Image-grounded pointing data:

◆ ◆ ◆ ◆

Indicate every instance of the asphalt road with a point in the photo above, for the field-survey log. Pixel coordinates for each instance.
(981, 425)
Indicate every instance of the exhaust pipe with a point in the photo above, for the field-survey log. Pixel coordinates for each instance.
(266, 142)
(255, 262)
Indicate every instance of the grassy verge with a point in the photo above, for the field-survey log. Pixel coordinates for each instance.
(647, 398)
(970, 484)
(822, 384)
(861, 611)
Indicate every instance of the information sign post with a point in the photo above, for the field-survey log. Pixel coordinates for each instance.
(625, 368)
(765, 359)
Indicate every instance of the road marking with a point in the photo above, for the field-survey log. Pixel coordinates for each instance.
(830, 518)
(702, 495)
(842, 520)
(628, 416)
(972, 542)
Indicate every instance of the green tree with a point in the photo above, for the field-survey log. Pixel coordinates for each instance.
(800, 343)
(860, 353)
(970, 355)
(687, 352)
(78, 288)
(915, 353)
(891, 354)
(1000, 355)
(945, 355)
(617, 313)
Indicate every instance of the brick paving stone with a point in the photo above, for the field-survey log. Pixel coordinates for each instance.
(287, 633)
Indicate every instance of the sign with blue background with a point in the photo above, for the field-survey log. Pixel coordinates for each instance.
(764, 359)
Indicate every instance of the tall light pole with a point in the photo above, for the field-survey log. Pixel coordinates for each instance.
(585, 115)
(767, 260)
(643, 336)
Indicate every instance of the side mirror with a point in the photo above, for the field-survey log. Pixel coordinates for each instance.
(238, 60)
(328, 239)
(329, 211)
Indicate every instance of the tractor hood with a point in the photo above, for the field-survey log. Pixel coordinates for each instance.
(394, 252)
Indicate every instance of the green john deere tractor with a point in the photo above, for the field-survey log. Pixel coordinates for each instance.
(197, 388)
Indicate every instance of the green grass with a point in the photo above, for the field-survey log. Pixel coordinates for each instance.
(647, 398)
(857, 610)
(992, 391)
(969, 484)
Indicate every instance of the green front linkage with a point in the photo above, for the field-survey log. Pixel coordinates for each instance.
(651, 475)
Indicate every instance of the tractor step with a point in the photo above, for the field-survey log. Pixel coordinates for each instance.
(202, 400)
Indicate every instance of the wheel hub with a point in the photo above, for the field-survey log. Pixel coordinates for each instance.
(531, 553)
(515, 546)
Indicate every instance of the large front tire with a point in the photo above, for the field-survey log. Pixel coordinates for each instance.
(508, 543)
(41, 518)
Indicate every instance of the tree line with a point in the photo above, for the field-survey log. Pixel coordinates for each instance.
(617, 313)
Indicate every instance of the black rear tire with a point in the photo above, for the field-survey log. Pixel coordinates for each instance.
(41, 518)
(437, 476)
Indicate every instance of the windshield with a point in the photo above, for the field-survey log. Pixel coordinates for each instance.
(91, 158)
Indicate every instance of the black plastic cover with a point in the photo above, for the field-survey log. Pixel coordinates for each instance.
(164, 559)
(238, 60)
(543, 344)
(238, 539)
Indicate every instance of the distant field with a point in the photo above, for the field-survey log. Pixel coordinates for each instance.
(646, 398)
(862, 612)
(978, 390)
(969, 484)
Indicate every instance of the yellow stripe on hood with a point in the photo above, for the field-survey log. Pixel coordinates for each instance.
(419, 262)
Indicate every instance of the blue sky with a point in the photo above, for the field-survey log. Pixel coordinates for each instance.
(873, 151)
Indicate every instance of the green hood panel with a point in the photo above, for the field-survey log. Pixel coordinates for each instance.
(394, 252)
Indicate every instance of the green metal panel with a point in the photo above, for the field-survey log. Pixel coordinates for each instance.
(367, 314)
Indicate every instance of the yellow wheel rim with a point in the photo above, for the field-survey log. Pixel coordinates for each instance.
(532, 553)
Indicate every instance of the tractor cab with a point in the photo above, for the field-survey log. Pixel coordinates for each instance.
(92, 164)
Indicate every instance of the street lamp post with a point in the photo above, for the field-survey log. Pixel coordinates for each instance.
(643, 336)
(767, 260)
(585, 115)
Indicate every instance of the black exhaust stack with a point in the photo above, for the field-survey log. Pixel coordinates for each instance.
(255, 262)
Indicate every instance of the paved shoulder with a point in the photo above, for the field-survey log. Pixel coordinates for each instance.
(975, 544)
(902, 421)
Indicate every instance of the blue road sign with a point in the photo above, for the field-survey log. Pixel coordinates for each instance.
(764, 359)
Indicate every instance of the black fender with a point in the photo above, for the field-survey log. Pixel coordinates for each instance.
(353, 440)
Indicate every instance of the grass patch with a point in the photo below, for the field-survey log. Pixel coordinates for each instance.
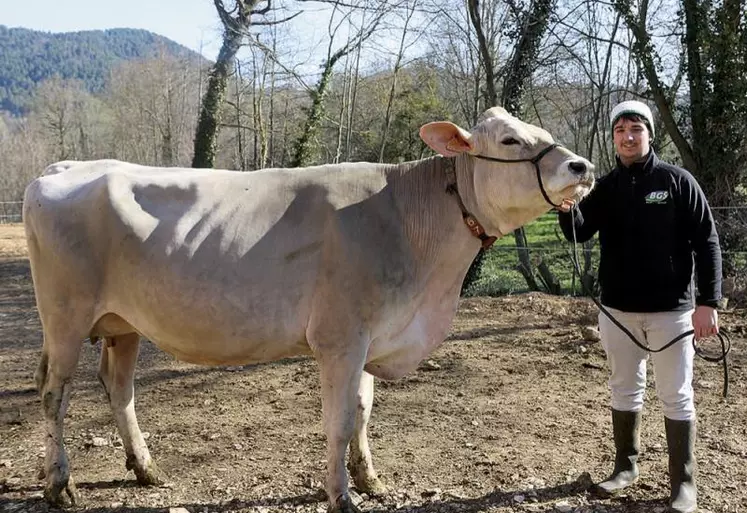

◆ ◆ ◆ ◆

WHAT TO DO =
Write out the entries again, word for word. No images.

ANSWER BOX =
Indicate every instance of the asphalt road with a point in the photo above, for the field-survey log. Pixel coordinates for each instance.
(981, 425)
Indicate every instance of the exhaust pipe with a point in the photo above, for the field-survey log. Pixel coordinates for each instance.
(266, 142)
(255, 262)
Indicate every instance of the grassy verge with a point in the photo above, for the field-survey log. Pixel coordinates for each instance.
(647, 398)
(970, 484)
(822, 384)
(861, 611)
Indicate every instance of the information sign post with a point in the photo above, for the field-survey log. Pixel coordinates for each instance.
(625, 368)
(765, 359)
Indicate every instance of the road marking with a point in the photo above, for the field-survey log. Pixel coordinates for each instance.
(830, 518)
(702, 495)
(842, 520)
(628, 416)
(972, 542)
Indicate every instance of the green tree with a point in the photo above, for the field-survey log. Pixel coordinates for each instance.
(800, 343)
(860, 353)
(970, 355)
(687, 352)
(78, 288)
(915, 353)
(891, 354)
(1000, 355)
(945, 355)
(617, 313)
Indicate every instance of the brick paving stone with a point in the photo above, for the field-survey log. Pixel coordinates for each instance.
(287, 633)
Indicate every instance of the sign with blue background with a point in the photo above, for the field-survey log. Pixel coordinates for each instance.
(764, 359)
Indicate every instance of the tall light pole with a point in the photo above, for the field-survey log. Pixel coordinates for each instance.
(585, 115)
(767, 260)
(643, 336)
Indicate every instance of the side mirror with a point in the photo above, for the field-survey log. Pixel coordinates for each instance.
(238, 60)
(328, 239)
(329, 211)
Indicate every instance of the tractor hood with a point in the photo above, for the field-survey log. Pixel coordinates for each instance.
(394, 252)
Indicate every instance of the green john deere tractor with a point in the photo above, for the field-survey log. Pixel coordinates for each instance.
(197, 388)
Indicate every instance of the green grass with a point in the photo above, for the field-survey log. Pixel coordinates for each instance.
(647, 398)
(857, 610)
(992, 391)
(969, 484)
Indicate every instance of the green front linkage with a point in the photo above, for the field-survey log. Pixel coordinates for each instance.
(651, 475)
Indicate every instance of the tractor step with a point in the photo above, for the field-survey log. Pixel coordinates for each instance.
(202, 400)
Indicate every instance of the wheel hub with a point in the photo above, for the field-survey log. Pixel coordinates for each instance.
(531, 553)
(515, 546)
Indicate every instance of the large front tire with a point in the photo above, for the field-survey log. Pixel coordinates for each instance.
(508, 543)
(41, 518)
Indicate every instance of the tree line with a point in the photo above, for the field-survey log. Pixel coordinates for each instance.
(617, 313)
Indicate every instance of the black rear tire with a point in the photo above, for the field-survey log. Pixel coordinates for each instance.
(41, 518)
(437, 476)
Indicate every instance of the windshield with a point in the photo above, for the field-survey log. Pixel coordinates for each instance.
(91, 158)
Indicate every instance of the black plastic cover with a point in the photo above, for the field-survey log. Pixel coordinates for each instance.
(164, 559)
(238, 60)
(543, 344)
(238, 539)
Indicate every instance of the distant field with a point in the photo above, for the field-survey log. Pixel coordinates for each instance.
(646, 398)
(862, 612)
(978, 390)
(969, 484)
Indicate every instance of the yellow stripe on hood with a point in the photo above, for the field-survey log. Pixel coordinates for each instance.
(419, 262)
Indicate every instance of the blue sky with a point in the photo above, for the field-survey log. Pixel coordinates for each instance.
(873, 151)
Indicate every instance of the green hood panel with a point in the photo above, for the field-survey log. Pixel coordinates for each instance.
(394, 252)
Indicate every instance of the green metal panel with a point in the photo above, for the field-survey log. Pixel coordinates for each instance.
(367, 314)
Indicate every instance of the yellow wheel rim with a point in the photo above, for the field-survey log. Pixel coordinates for each instance.
(532, 553)
Indicate every instance of the tractor cab with a point in the photo above, for the field-survey log. Pixel coordinates for each instance.
(92, 164)
Indicate every instance of the street lamp post with a point in the photo above, for the field-survey log. Pixel coordinates for each instance.
(643, 336)
(767, 260)
(585, 115)
Indicate every instance of the black exhaust stack with a point in the photo above, for the field-survey log. Pixel coordinates for each instance.
(255, 262)
Indicate every instance of the paved shoulder with a point in the photo above, for the field-survey log. Pixel coordinates for each instance.
(975, 544)
(902, 421)
Indicate every instance of the blue road sign with a point in the photo above, for the field-survey log. Pixel coordinates for each instance.
(764, 359)
Indicate every instance of the black fender with a point in the photo above, for the field-survey log. Pixel coordinates for each instance.
(353, 440)
Indicate every instance of the grass patch with a point in the photo below, for the field-survey log. Pixel coordinates for each instance.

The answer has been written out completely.